DATA LISTING START

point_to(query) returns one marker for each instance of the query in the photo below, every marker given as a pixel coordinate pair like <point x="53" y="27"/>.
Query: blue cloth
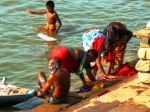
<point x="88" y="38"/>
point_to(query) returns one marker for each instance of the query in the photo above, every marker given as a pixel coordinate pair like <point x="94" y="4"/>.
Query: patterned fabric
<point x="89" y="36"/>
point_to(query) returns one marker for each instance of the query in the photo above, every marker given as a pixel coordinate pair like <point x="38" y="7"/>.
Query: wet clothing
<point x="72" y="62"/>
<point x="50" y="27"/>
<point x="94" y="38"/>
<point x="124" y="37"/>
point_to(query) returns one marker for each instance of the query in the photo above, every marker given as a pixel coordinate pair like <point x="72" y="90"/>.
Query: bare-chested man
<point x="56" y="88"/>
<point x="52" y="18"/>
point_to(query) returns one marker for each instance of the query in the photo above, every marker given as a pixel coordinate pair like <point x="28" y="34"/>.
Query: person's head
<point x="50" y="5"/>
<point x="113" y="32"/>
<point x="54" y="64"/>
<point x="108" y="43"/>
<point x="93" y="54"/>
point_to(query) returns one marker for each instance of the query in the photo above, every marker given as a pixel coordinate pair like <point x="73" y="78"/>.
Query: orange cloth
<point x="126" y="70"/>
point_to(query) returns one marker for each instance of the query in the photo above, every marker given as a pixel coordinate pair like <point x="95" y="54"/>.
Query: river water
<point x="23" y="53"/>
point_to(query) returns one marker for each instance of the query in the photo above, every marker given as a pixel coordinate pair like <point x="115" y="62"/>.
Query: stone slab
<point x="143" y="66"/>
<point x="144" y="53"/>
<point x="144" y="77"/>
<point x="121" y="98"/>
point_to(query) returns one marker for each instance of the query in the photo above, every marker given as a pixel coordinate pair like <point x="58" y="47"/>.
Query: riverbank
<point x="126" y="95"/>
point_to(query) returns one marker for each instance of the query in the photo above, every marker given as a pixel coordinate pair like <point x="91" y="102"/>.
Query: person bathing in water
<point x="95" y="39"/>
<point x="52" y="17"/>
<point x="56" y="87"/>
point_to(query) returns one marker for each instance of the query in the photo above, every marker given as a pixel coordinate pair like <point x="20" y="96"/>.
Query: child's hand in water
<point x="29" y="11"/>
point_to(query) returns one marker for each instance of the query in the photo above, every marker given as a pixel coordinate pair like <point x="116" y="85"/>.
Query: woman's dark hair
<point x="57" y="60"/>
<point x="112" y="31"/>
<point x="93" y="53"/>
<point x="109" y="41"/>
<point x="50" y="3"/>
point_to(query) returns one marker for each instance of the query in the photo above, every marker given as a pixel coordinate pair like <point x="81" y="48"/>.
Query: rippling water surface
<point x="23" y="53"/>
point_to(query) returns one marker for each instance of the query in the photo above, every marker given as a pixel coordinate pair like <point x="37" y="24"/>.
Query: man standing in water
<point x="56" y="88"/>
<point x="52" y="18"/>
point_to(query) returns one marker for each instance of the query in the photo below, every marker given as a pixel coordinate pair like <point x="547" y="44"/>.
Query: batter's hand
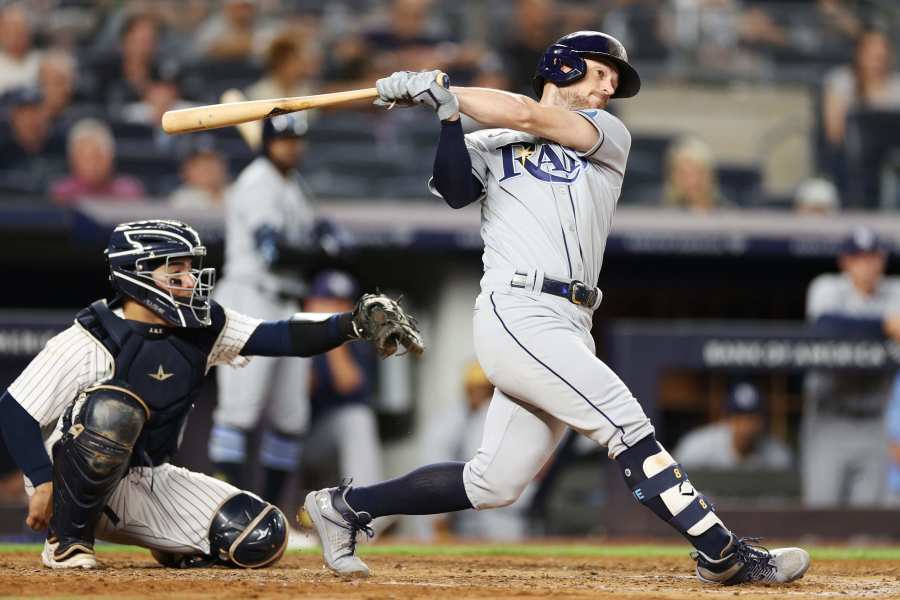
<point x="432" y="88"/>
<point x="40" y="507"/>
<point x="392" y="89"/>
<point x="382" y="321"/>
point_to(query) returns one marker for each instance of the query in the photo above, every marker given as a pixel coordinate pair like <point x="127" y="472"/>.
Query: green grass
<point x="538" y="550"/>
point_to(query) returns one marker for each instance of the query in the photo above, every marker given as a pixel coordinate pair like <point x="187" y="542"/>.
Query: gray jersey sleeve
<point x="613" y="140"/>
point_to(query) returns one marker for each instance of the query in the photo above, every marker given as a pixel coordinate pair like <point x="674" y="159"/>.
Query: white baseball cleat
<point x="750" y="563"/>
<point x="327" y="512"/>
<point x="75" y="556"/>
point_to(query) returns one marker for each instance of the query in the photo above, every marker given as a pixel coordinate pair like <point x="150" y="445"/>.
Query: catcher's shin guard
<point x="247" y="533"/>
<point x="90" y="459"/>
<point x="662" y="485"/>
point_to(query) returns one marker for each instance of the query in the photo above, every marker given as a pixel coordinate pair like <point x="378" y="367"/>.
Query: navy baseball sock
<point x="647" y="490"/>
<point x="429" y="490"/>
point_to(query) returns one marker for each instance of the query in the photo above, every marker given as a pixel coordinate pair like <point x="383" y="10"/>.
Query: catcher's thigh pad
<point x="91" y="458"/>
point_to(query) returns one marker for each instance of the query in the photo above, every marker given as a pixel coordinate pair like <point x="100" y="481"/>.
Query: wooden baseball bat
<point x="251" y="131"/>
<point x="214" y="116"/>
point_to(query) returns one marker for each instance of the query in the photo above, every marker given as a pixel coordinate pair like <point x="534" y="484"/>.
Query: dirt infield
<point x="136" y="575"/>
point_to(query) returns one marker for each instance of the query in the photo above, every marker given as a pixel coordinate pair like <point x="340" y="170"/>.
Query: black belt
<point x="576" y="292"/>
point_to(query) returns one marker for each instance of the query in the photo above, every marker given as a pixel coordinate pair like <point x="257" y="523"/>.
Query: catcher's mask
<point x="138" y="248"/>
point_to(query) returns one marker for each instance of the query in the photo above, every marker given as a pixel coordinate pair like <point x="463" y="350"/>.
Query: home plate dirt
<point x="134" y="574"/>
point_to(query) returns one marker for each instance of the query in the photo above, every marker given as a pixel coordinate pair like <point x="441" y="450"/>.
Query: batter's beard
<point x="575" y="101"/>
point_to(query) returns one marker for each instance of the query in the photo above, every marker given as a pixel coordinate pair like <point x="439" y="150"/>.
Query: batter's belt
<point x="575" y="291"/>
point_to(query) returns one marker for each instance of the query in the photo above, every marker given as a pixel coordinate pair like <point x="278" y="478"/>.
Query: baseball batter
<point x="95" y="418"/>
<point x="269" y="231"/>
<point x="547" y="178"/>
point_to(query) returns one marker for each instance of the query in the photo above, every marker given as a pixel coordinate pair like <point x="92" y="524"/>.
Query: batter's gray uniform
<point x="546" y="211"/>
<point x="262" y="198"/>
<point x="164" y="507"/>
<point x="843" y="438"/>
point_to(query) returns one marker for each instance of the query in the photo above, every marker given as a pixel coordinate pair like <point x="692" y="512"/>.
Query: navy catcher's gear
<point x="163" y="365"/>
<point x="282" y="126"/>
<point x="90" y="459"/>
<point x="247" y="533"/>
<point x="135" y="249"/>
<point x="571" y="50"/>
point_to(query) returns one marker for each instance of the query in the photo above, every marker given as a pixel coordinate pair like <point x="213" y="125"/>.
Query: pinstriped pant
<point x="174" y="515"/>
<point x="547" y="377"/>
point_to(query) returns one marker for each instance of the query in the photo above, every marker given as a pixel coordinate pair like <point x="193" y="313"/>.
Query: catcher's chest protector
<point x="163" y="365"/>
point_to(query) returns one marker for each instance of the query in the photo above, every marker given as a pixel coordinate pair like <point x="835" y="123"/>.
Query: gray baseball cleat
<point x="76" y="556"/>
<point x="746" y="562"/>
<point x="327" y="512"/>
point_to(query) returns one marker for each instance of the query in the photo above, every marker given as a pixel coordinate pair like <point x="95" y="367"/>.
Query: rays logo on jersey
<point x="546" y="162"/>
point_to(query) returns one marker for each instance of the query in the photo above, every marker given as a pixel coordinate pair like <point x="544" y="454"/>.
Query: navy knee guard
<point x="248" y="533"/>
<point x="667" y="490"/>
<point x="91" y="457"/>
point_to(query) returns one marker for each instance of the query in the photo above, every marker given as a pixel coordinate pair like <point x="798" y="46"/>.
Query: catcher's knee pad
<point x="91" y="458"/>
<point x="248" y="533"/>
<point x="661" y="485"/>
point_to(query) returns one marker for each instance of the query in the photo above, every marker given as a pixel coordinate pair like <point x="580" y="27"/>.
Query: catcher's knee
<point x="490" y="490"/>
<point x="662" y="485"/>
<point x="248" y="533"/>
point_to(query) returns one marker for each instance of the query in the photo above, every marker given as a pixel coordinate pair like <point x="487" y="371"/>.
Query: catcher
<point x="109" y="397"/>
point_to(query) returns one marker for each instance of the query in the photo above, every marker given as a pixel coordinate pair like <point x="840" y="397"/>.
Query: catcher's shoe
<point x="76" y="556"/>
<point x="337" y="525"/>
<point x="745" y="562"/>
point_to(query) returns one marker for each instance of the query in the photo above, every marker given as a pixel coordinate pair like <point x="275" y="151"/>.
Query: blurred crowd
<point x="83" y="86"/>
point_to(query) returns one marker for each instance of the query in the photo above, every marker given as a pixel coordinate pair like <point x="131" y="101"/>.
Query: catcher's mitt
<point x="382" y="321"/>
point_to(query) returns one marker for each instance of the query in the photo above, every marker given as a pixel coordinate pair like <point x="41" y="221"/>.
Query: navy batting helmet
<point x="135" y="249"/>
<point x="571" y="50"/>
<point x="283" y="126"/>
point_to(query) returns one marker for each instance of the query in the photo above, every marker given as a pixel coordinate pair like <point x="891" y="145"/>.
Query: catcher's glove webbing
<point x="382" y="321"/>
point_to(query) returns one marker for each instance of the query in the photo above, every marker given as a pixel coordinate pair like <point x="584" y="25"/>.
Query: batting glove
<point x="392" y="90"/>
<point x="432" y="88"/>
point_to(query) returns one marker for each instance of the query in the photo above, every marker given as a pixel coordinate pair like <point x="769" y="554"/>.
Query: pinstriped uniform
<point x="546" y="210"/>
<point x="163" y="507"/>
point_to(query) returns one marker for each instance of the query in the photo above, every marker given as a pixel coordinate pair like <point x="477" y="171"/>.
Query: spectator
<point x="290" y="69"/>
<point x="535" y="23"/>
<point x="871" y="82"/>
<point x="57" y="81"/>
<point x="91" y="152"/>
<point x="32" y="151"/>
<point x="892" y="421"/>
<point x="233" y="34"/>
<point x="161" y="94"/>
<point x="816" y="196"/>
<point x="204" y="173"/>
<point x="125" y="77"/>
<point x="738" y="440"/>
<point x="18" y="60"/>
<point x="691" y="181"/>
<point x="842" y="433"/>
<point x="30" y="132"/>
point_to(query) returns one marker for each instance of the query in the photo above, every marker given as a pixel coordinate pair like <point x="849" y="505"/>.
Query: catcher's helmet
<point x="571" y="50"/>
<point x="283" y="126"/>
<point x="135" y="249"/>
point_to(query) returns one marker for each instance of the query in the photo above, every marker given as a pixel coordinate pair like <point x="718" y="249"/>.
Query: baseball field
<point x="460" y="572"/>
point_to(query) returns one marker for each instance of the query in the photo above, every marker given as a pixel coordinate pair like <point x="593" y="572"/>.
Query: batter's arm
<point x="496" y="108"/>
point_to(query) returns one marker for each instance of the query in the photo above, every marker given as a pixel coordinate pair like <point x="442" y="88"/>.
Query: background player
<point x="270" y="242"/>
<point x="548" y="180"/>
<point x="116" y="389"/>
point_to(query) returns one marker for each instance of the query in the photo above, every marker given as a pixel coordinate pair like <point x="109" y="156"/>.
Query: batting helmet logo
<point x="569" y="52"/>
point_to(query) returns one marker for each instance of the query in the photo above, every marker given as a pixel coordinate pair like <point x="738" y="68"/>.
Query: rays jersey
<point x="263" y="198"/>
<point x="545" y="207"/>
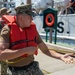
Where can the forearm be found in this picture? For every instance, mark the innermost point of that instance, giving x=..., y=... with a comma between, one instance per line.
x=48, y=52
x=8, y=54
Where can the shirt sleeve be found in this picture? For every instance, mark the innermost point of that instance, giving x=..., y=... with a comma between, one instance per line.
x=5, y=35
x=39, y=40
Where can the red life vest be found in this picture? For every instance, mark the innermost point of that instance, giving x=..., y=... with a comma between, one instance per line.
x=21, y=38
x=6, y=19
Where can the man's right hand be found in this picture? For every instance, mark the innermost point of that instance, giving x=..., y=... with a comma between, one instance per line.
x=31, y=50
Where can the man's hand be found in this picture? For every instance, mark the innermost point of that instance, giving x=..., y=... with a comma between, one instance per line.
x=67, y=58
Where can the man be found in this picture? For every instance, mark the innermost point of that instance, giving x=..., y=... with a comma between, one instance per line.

DATA LISTING END

For the word "below", go through the records and show each line that carries it.

_RESULT OF THIS EXERCISE_
point_to(query) returns one marker for each instance of the query in the photo below, every marker given as a pixel coordinate pair like <point x="53" y="27"/>.
point_to(query) returns one marker for each instance of the query in the photo below, every marker given as a pixel coordinate pair like <point x="547" y="44"/>.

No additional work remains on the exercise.